Directive: Render every line of the records below as a Markdown table with the columns No. and Line, numbering the rows in order and omitting any blank lines.

## BEGIN Data to process

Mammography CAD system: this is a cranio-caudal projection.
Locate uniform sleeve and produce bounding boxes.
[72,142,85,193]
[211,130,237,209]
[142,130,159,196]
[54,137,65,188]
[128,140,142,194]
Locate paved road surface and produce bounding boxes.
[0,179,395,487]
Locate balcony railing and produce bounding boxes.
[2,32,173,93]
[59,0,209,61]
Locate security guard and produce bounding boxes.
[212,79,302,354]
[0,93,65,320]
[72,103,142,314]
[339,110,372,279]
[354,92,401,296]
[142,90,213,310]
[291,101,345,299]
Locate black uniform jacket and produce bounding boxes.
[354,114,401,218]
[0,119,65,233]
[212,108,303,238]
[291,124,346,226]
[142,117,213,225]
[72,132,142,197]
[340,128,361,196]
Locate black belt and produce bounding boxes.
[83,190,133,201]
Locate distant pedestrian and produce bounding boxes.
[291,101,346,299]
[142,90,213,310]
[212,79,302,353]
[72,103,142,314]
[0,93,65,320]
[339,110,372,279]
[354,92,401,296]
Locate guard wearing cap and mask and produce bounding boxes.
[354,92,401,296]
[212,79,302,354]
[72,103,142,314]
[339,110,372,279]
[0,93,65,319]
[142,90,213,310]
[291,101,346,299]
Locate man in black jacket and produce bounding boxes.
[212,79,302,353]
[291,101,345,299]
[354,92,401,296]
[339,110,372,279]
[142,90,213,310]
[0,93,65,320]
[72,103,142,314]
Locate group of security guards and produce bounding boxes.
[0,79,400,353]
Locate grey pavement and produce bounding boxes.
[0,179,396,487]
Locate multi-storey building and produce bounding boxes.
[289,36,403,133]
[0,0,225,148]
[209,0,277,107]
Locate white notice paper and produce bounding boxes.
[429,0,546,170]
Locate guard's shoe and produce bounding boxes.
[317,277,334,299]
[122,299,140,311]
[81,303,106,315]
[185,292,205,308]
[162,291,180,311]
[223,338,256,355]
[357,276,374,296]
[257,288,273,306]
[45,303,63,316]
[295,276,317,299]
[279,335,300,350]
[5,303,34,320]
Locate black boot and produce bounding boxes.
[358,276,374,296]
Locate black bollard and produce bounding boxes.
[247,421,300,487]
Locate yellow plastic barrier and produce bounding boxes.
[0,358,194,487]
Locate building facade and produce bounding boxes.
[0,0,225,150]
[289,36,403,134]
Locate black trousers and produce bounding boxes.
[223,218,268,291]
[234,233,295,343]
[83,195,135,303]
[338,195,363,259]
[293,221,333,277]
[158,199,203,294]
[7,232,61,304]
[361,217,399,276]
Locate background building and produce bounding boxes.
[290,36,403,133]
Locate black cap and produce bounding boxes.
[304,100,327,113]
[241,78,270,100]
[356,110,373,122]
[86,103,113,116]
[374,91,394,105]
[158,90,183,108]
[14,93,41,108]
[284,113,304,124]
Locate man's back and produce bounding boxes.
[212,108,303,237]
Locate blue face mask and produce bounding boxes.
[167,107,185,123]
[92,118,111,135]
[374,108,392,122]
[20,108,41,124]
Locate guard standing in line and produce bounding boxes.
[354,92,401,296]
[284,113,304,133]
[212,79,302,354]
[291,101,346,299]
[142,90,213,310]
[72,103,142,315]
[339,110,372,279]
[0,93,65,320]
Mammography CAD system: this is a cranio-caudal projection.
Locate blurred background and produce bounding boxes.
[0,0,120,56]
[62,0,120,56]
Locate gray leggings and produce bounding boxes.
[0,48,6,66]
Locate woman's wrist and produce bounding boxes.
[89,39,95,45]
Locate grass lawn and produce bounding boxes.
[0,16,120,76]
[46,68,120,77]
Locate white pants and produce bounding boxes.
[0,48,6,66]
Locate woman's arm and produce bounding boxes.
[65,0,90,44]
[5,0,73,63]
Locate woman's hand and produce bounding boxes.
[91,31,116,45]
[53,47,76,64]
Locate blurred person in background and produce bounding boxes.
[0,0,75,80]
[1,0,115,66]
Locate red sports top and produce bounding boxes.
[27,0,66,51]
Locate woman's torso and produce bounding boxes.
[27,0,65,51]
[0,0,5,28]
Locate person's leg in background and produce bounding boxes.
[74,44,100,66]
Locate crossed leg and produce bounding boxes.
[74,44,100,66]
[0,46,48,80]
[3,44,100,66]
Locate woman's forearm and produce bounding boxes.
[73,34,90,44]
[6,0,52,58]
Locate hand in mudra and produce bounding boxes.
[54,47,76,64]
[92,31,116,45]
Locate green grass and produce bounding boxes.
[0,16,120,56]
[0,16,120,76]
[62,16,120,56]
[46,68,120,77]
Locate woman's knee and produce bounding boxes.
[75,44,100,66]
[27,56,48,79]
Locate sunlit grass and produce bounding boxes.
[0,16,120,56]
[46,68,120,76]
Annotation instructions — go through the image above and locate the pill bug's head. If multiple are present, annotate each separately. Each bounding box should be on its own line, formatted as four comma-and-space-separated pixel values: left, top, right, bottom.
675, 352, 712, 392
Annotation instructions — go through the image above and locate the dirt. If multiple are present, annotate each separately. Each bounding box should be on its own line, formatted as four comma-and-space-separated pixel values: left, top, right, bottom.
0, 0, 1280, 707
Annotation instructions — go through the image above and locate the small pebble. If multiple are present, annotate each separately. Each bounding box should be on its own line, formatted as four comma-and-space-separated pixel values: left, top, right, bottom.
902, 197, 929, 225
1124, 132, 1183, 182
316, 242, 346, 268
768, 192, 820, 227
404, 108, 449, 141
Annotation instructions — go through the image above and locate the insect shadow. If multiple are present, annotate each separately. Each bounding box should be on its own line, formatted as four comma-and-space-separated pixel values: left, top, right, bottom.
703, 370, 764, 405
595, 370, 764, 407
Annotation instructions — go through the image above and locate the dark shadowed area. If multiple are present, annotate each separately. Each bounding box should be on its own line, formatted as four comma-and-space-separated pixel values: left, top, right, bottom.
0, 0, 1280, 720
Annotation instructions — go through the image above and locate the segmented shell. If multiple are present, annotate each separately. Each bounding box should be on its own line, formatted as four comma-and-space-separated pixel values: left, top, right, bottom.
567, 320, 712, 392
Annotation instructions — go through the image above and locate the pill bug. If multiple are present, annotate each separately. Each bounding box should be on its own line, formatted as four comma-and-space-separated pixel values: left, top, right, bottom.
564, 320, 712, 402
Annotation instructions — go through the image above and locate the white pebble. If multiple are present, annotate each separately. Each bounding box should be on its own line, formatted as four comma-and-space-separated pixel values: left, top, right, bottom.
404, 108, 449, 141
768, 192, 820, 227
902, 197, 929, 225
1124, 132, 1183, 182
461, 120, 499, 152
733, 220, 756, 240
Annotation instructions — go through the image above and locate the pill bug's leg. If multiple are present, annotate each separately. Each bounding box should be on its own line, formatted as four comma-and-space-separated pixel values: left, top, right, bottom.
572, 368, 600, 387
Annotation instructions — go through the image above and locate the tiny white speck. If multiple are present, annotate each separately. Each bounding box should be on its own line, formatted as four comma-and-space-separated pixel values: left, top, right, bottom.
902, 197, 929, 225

## END Data to process

Task response:
| No. | Line |
|---|---|
| 1 | Mammography CAD system: this is a cranio-caudal projection. |
| 2 | Locate uniform sleeve and produce bounding boxes. |
| 3 | [72,142,85,193] |
| 4 | [211,130,237,209] |
| 5 | [142,130,159,196] |
| 6 | [54,137,65,188] |
| 7 | [128,140,142,194] |
| 8 | Locate paved road surface and produce bounding boxes. |
| 9 | [0,179,395,487] |
| 10 | Locate balcony railing and produce bounding boxes. |
| 11 | [2,32,173,93] |
| 12 | [59,0,209,61] |
| 13 | Locate security guard and produce bounding boxes. |
| 14 | [212,79,302,354] |
| 15 | [0,93,65,320] |
| 16 | [72,103,142,314] |
| 17 | [339,110,372,279] |
| 18 | [354,92,401,296] |
| 19 | [142,90,213,310] |
| 20 | [291,101,345,299] |
| 21 | Locate black uniform jacket and produce bounding boxes. |
| 22 | [354,114,401,218] |
| 23 | [0,119,65,233] |
| 24 | [212,108,303,238] |
| 25 | [291,124,346,226] |
| 26 | [142,117,213,225] |
| 27 | [72,132,142,197] |
| 28 | [340,128,361,196] |
| 29 | Locate black belt and produce bounding boxes. |
| 30 | [83,190,133,201] |
| 31 | Locate distant pedestrian and produce bounding boxes. |
| 32 | [291,101,346,299] |
| 33 | [142,90,213,310] |
| 34 | [212,79,302,353] |
| 35 | [72,103,142,314] |
| 36 | [0,93,65,320] |
| 37 | [339,110,372,279] |
| 38 | [354,92,401,296] |
| 39 | Locate guard wearing cap and mask and produce bounding boxes. |
| 40 | [354,92,401,296] |
| 41 | [212,79,302,354] |
| 42 | [72,103,142,314] |
| 43 | [339,110,372,279] |
| 44 | [0,93,65,319] |
| 45 | [142,90,213,310] |
| 46 | [291,101,346,299] |
| 47 | Locate man in black jacket and produce bounding boxes. |
| 48 | [212,79,302,353] |
| 49 | [291,101,345,299] |
| 50 | [354,92,401,296] |
| 51 | [339,110,372,279] |
| 52 | [142,90,213,310] |
| 53 | [0,93,65,320] |
| 54 | [72,103,142,314] |
| 55 | Locate group of security guards and produce bounding boxes. |
| 56 | [0,79,400,353] |
| 57 | Locate grey pavement and produce bounding boxes. |
| 58 | [0,179,396,487] |
| 59 | Locate multi-storey building and produce bounding boxes. |
| 60 | [289,36,403,133] |
| 61 | [0,0,225,148] |
| 62 | [209,0,277,107] |
| 63 | Locate white notice paper and produce bounding boxes. |
| 64 | [429,0,546,170] |
| 65 | Locate guard's shoe and produce bounding boxes. |
| 66 | [317,277,334,299] |
| 67 | [122,299,140,311] |
| 68 | [81,303,106,315] |
| 69 | [185,292,205,308] |
| 70 | [162,291,180,311] |
| 71 | [223,338,256,355] |
| 72 | [357,276,374,296] |
| 73 | [257,288,273,306] |
| 74 | [45,303,63,316] |
| 75 | [295,276,317,299] |
| 76 | [279,335,300,350] |
| 77 | [5,303,34,320] |
| 78 | Locate black boot and produce bounding boxes. |
| 79 | [358,276,374,296] |
| 80 | Locate black bollard and produce bounding boxes. |
| 81 | [247,421,300,487] |
| 82 | Locate yellow plastic barrier and produce bounding boxes. |
| 83 | [0,358,194,487] |
| 84 | Locate building facade and produce bounding boxes. |
| 85 | [0,0,225,150] |
| 86 | [289,36,403,134] |
| 87 | Locate black trousers and produce bounding boxes. |
| 88 | [223,218,268,291] |
| 89 | [234,233,295,343] |
| 90 | [83,195,135,303] |
| 91 | [338,195,363,259] |
| 92 | [293,221,333,277] |
| 93 | [158,199,203,294] |
| 94 | [7,232,61,304] |
| 95 | [361,217,399,276] |
| 96 | Locate background building and produce bounding boxes. |
| 97 | [290,36,403,133] |
| 98 | Locate black cap and produce bounding boxes. |
| 99 | [304,100,327,113] |
| 100 | [241,78,270,100] |
| 101 | [356,110,373,122] |
| 102 | [86,103,113,116] |
| 103 | [374,91,394,105] |
| 104 | [158,90,183,108] |
| 105 | [14,93,41,108] |
| 106 | [284,113,304,124] |
| 107 | Locate man's back and produce bounding boxes. |
| 108 | [212,108,303,237] |
| 109 | Locate blue face mask and produce bounding boxes. |
| 110 | [167,107,185,123] |
| 111 | [92,118,111,135] |
| 112 | [374,108,392,122] |
| 113 | [20,108,41,124] |
| 114 | Locate guard standing in line and produce bounding boxes. |
| 115 | [354,92,401,296] |
| 116 | [284,113,304,133] |
| 117 | [212,79,302,354] |
| 118 | [291,101,346,299] |
| 119 | [142,90,213,310] |
| 120 | [72,103,142,315] |
| 121 | [339,110,372,279] |
| 122 | [0,93,65,320] |
| 123 | Mammography CAD system: this is a cranio-caudal projection. |
| 124 | Locate blurred background and produce bounding boxes. |
| 125 | [0,0,120,56] |
| 126 | [62,0,120,56] |
| 127 | Locate gray leggings and produce bounding boxes. |
| 128 | [0,48,6,66] |
| 129 | Locate woman's wrist and produce bounding boxes. |
| 130 | [89,39,95,45] |
| 131 | Locate grass lawn and produce bounding boxes. |
| 132 | [0,16,120,76] |
| 133 | [46,68,120,77] |
| 134 | Locate white pants and produce bounding boxes. |
| 135 | [0,48,6,66] |
| 136 | Locate woman's arm and produce bounding boxes. |
| 137 | [65,0,90,44] |
| 138 | [5,0,73,63] |
| 139 | Locate woman's hand and produce bounding boxes. |
| 140 | [91,31,116,45] |
| 141 | [53,47,76,64] |
| 142 | Locate blurred person in background and produce bounding boxes. |
| 143 | [0,0,75,80] |
| 144 | [1,0,115,66] |
| 145 | Locate red sports top and produce bounding boxes. |
| 146 | [27,0,66,51] |
| 147 | Locate woman's torso and produce bounding boxes. |
| 148 | [27,0,65,51] |
| 149 | [0,0,5,28] |
| 150 | Locate person's leg in background and produce bounding boxes. |
| 151 | [74,44,100,66] |
| 152 | Locate crossed leg and produce bounding boxes. |
| 153 | [74,44,100,66] |
| 154 | [0,46,48,80] |
| 155 | [3,44,100,66] |
| 156 | Locate woman's forearm and produce bounding boxes. |
| 157 | [73,34,90,44] |
| 158 | [6,0,52,58] |
| 159 | Locate hand in mudra and produce bounding boxes. |
| 160 | [54,47,76,64] |
| 161 | [92,31,116,45] |
| 162 | Locate green grass and produce bounding boxes. |
| 163 | [0,16,120,56] |
| 164 | [0,16,120,76] |
| 165 | [62,16,120,56] |
| 166 | [46,68,120,77] |
| 167 | Locate woman's knee and produce bounding boxes. |
| 168 | [75,44,100,66] |
| 169 | [27,56,48,79] |
| 170 | Locate sunlit grass and produce bounding boxes. |
| 171 | [0,16,120,56] |
| 172 | [46,68,120,76] |
| 173 | Annotation instructions — go through the image above and locate the pill bug's head. If multiple are present, annotate each separately. Each bounding box should be on its own line, formatted as four comma-and-space-separated pixel values: left, top, right, bottom. |
| 174 | 675, 352, 712, 392 |
| 175 | Annotation instructions — go through the image above and locate the dirt. If multiple are present, annotate each separately. Each bounding box should be on its own line, formatted as four comma-and-space-separated pixel values: left, top, right, bottom. |
| 176 | 0, 0, 1280, 707 |
| 177 | Annotation instructions — go through the image above and locate the small pebble. If multiple are present, annotate each separately. Each bounding box should be on its own line, formatted as four comma-and-space-separated pixel values: left, top, right, bottom. |
| 178 | 902, 197, 929, 225 |
| 179 | 1124, 132, 1183, 182 |
| 180 | 316, 242, 346, 268 |
| 181 | 768, 192, 820, 227 |
| 182 | 404, 108, 449, 141 |
| 183 | Annotation instructions — go through the image above and locate the insect shadow. If multiple are present, annotate each separately. Each bounding box should be on its own line, formatted as four comma-and-space-separated pixel values: left, top, right, bottom. |
| 184 | 703, 370, 764, 405 |
| 185 | 595, 370, 764, 407 |
| 186 | Annotation instructions — go through the image above and locate the dark shadowed area. If multiple are present, annotate each separately. Each bounding box should be on its own line, formatted as four comma-and-space-separated pixel values: left, top, right, bottom. |
| 187 | 0, 0, 1280, 720 |
| 188 | Annotation instructions — go through the image above and locate the segmented shell. If multiple are present, annotate each separately. Each bounding box should be on its own line, formatted as four comma-and-space-separated pixel values: left, top, right, bottom. |
| 189 | 567, 320, 712, 392 |
| 190 | Annotation instructions — go through the image above and locate the pill bug. If multiple are present, annotate each separately. Each bounding box should be on its own line, formatted as four comma-and-space-separated pixel values: left, top, right, bottom. |
| 191 | 564, 320, 712, 402 |
| 192 | Annotation instructions — go through the image above and locate the white pebble. If multiple are present, annotate each separately. Each bounding box should be on its own line, formatted as four comma-and-space-separated pixel values: left, top, right, bottom. |
| 193 | 404, 108, 449, 141 |
| 194 | 768, 192, 820, 227 |
| 195 | 902, 197, 929, 225 |
| 196 | 1124, 132, 1183, 182 |
| 197 | 461, 120, 499, 152 |
| 198 | 733, 220, 756, 240 |
| 199 | Annotation instructions — go through the image above and locate the pill bug's leg. If multiple are present, annotate each separately. Each bounding box should be on its own line, formatted as four comma-and-space-separated pixel values: left, top, right, bottom. |
| 200 | 572, 368, 600, 387 |
| 201 | Annotation instructions — go through the image above and locate the tiny white speck. If multiple are present, annotate each separately. Each bounding box should be on its own line, formatted as four comma-and-space-separated pixel values: left, top, right, bottom. |
| 202 | 902, 197, 929, 225 |